#### Supplied passage
An American had hoped to adopt Renata in January, but the girl remains in Russia due to changes in the adoption law.

Delays brought on by changes in adoption law have meant headaches for would-be foreign parents, but they could be a matter of life and death for some orphans.

An American woman's adoption of a seriously ill 18-month-old girl in the Far East city of Khabarovsk was supposed to be finalized in January, but a new law passed by the State Duma in December has meant the child has had to stay in the country for four more months to ensure that no Russian parents might want to take her.

The girl, Renata, has a congenital heart defect that requires urgent surgery, and she will die if she is not operated on soon, said Tatyana Nikolayevskaya, chief doctor at Khabarovsk Orphanage No. 2, where Renata lives with 120 other young orphans with congenital diseases.

"She is stable now but is on medication all the time and needs to undergo surgery very soon," Nikolayevskaya said by telephone.

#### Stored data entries
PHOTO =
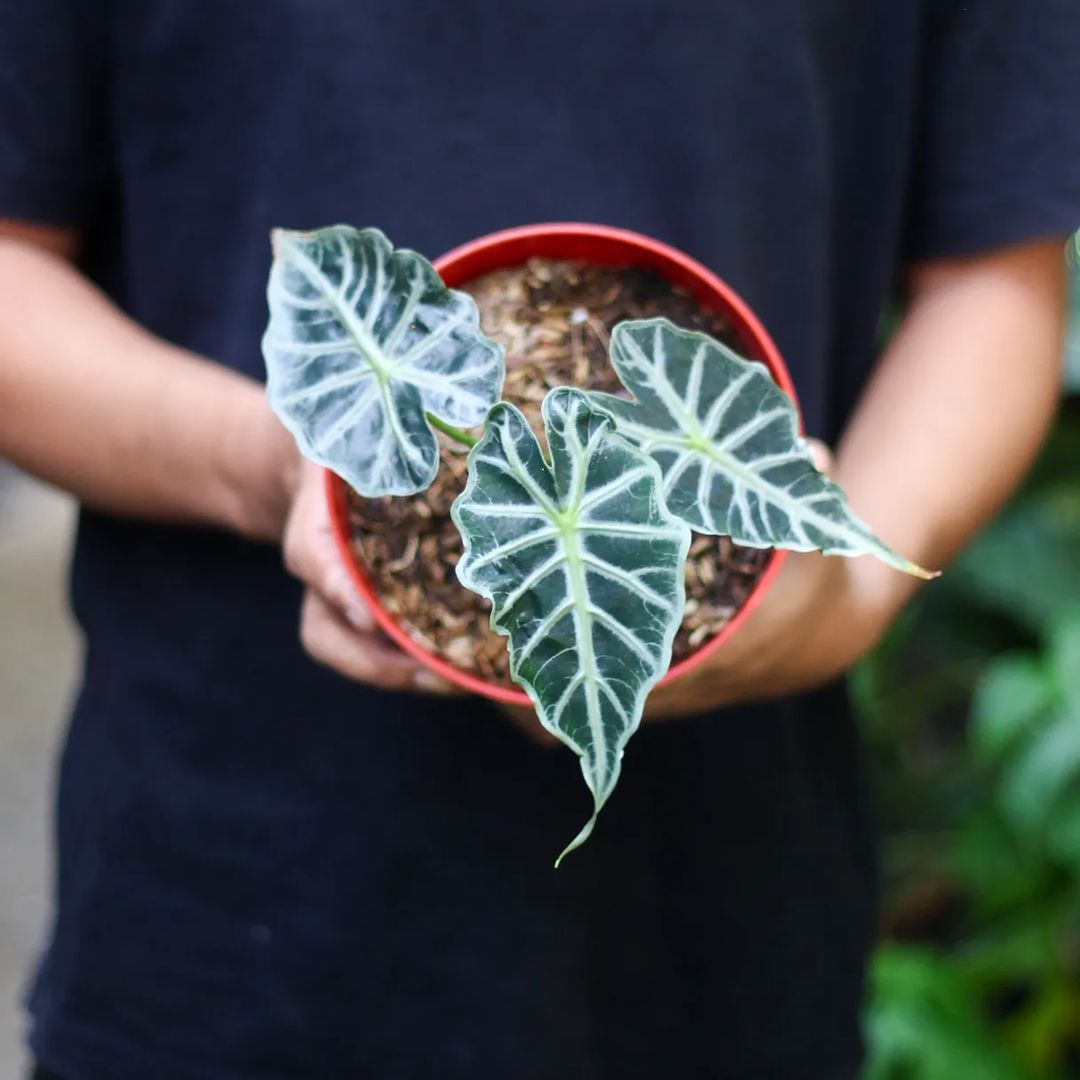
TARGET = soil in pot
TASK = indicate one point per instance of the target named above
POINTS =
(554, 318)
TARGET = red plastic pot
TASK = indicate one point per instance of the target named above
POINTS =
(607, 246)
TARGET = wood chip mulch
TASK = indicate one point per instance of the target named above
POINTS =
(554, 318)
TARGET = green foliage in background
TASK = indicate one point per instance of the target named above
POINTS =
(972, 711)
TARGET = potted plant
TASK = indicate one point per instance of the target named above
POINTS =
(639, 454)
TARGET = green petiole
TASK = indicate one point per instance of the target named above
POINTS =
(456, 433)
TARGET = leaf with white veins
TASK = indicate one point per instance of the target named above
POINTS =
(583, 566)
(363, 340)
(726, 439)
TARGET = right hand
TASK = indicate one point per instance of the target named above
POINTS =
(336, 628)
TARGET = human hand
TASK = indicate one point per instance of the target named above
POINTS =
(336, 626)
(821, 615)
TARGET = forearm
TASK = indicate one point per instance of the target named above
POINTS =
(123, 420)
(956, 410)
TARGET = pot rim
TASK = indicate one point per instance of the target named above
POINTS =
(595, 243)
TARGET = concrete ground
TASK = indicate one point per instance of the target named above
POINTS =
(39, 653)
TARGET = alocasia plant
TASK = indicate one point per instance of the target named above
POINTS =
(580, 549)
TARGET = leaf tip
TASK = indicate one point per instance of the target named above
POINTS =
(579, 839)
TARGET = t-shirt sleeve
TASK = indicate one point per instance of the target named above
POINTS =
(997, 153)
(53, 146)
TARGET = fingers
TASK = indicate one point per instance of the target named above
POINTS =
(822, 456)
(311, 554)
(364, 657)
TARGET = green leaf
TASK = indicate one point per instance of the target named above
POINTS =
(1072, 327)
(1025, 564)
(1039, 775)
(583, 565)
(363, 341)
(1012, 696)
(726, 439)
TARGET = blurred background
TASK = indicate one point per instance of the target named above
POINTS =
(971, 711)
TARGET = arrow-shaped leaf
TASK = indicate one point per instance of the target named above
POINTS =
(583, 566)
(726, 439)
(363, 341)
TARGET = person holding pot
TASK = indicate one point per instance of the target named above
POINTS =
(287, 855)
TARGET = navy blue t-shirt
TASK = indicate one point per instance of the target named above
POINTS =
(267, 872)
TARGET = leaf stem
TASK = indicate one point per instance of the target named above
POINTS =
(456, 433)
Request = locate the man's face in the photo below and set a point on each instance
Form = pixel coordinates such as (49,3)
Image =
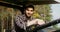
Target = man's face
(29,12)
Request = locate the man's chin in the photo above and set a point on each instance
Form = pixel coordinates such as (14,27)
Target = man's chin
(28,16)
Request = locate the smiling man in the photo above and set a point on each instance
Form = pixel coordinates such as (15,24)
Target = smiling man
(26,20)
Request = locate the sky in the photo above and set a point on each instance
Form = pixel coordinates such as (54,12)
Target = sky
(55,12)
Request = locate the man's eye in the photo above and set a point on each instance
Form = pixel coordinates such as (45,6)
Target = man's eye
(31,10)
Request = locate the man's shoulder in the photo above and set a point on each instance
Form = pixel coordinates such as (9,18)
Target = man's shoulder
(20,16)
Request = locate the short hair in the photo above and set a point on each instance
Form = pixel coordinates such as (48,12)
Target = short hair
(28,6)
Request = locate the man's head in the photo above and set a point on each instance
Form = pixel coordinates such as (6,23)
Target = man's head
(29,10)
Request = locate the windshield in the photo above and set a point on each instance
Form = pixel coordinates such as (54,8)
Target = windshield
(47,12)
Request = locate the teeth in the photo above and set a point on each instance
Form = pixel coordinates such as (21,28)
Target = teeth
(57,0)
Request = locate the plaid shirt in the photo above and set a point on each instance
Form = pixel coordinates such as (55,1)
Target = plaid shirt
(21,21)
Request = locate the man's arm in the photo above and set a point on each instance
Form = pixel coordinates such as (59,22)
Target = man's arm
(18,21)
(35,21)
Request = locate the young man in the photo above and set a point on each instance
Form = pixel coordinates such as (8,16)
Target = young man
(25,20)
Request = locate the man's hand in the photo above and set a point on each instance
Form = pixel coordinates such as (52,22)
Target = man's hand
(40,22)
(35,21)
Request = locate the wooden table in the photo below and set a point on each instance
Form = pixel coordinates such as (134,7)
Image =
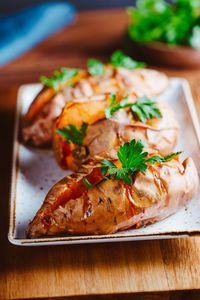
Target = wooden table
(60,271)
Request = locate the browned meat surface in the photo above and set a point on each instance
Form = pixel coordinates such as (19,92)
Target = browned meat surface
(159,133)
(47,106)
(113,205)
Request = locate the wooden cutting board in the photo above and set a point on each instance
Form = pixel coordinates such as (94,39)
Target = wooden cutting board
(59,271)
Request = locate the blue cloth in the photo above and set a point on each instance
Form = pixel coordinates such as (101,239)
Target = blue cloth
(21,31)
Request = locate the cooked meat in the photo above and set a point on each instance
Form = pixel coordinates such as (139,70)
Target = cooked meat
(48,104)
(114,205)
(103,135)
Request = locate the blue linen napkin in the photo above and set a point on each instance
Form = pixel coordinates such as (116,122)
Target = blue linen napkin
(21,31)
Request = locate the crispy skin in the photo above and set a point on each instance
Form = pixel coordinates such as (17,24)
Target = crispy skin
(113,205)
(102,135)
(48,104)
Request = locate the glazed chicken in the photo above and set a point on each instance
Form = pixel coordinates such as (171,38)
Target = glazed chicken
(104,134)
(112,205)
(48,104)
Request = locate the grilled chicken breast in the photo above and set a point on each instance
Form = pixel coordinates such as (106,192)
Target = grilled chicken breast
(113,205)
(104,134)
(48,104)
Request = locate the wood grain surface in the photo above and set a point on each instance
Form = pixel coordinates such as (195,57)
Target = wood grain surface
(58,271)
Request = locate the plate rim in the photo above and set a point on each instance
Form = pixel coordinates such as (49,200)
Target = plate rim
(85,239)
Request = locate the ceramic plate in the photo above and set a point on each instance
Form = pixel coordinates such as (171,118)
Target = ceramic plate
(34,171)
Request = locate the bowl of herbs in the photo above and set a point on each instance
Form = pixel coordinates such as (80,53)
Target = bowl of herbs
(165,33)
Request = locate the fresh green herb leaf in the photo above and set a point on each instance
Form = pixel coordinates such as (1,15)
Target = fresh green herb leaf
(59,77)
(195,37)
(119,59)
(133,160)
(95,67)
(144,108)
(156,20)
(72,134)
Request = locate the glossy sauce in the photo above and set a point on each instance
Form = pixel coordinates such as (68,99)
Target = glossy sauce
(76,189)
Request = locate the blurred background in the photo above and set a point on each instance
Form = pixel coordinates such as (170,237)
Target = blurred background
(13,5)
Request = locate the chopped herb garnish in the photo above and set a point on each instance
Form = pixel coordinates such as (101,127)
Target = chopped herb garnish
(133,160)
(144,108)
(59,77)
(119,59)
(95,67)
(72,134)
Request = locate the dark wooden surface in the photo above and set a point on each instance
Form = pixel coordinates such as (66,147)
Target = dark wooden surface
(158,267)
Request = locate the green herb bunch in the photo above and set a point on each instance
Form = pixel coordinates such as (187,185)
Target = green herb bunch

#### Exercise goal
Continue the article about the delayed adoption of Renata, picking up after its final sentence.

#### Reply to the task
Nikolayevskaya took Renata to Novosibirsk last spring, but doctors turned them away, saying it did not make any sense to perform the expensive operation because the girl would not get proper care afterward and would die anyway.

Then in the fall, a U.S.-based adoption agency, CHSF, helped arrange a meeting between Renata and an American actress who was looking to adopt. Jane Macfie, who has appeared on Broadway and is a founding member of the Pasadena Shakespeare Company in California, flew to Khabarovsk in November and immediately decided to adopt the girl.

Back in the United States, Macfie made arrangements for Renata's heart surgery but then found out that she would have to wait for months to bring the child home. Under amendments that went into force on Jan. 1, Russian parents have eight months to adopt newly orphaned children before foreign parents have the opportunity to do so. A new orphan is first placed in a regional database for two months and then in a federal database for six months. Previously, newly orphaned children were put in a federal database for three months.

Nikolayevskaya said the waiting period for Renata had just ended and the Khabarovsk regional court now needed to set a date for a final hearing to rule on her adoption.

A court official said by telephone that by law the court has two months to set a date for a hearing but suggested that it would be scheduled for mid-May.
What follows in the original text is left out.